Com base na notícia sobre pobreza energética, explique, em uma a três frases, a que o presidente da Zero associa a humidade, o bolor e as infiltrações destacados pelos participantes no inquérito online.

▸ TEXTO:
════

Pobreza energética: 315 testemunhos entregues ao Governo. Doenças, humidade e bolor na lista

A entrega dos testemunhos faz parte da campanha “Casa Quente para Toda a Gente”. Pobreza energética afeta cerca de 20% da população portuguesa.

Humidade, bolor ou infiltrações estão, além do desconforto térmico causado pelo frio, entre os problemas enunciados em 315 testemunhos sobre pobreza energética que a associação ambientalista Zero vai entregar esta terça-feira ao Governo.

A entrega dos testemunhos faz parte da campanha “Casa Quente para Toda a Gente”, que decorre há alguns meses, para alertar e sensibilizar a população para a pobreza energética em Portugal.

Entre os 315 testemunhos, oriundos de 118 concelhos do país, houve quem se queixasse de que as lareiras não combatem o frio, que o preço do gás é incomportável para uma família de classe média com dois filhos, quem revelasse que tem problemas respiratórios e passa o inverno doente ou ainda que o frio que sente em casa dá origem a contraturas musculares, o que se reflete em perda de produtividade no trabalho.

À agência Lusa, o presidente da Zero adiantou que entre os problemas mais destacados pelas pessoas que participaram num inquérito online estavam a humidade, o bolor, as infiltrações, problemas relacionados com o facto de o país ter “muitas construções muito antigas, com fraco isolamento térmico, com janelas antigas”.

════

▸ EXCERTOS DE DADOS:
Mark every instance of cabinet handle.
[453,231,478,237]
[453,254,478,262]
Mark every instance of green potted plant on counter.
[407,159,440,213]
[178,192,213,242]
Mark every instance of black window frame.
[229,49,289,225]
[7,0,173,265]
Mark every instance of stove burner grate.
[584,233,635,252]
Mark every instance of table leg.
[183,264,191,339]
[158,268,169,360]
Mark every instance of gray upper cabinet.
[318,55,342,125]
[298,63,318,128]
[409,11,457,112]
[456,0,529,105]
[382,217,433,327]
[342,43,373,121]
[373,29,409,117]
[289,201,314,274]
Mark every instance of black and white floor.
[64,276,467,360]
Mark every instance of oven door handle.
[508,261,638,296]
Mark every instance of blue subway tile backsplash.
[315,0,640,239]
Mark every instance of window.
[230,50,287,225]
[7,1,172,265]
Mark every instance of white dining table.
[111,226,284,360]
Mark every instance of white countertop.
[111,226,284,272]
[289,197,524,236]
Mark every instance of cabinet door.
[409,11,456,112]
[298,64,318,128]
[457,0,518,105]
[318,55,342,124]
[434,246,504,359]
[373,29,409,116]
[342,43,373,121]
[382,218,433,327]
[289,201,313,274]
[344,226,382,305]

════

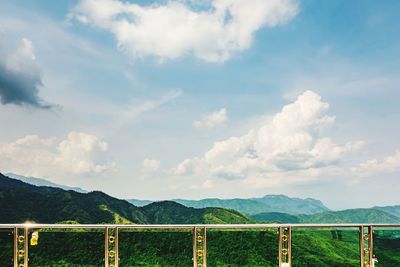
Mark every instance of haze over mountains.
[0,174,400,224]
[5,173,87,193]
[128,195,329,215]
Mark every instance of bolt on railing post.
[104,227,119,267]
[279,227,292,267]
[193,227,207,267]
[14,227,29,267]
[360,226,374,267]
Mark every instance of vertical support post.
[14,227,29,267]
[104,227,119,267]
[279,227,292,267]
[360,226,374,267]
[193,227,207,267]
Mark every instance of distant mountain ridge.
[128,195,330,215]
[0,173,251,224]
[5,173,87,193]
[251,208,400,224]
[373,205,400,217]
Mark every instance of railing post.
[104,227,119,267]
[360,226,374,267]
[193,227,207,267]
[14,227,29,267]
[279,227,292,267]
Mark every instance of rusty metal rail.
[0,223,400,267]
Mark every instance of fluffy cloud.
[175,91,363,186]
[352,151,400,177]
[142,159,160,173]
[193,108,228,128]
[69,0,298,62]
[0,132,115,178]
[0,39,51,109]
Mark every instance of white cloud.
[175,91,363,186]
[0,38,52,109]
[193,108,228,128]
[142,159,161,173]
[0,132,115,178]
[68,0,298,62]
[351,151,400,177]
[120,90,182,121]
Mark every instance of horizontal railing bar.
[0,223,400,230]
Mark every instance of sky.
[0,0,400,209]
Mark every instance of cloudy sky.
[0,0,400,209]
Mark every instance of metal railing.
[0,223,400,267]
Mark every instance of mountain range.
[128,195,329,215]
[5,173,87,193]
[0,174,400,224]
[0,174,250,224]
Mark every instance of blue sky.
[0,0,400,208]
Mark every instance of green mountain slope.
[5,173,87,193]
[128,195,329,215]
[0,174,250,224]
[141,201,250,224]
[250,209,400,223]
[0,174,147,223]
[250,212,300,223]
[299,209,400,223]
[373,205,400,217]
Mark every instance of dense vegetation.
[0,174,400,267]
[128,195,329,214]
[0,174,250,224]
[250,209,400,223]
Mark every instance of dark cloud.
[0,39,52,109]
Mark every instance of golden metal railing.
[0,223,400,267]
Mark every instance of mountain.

════

▸ RESULTADO:
O presidente da Zero associa esses problemas ao facto de o país ter muitas construções muito antigas. Essas construções têm fraco isolamento térmico e janelas antigas.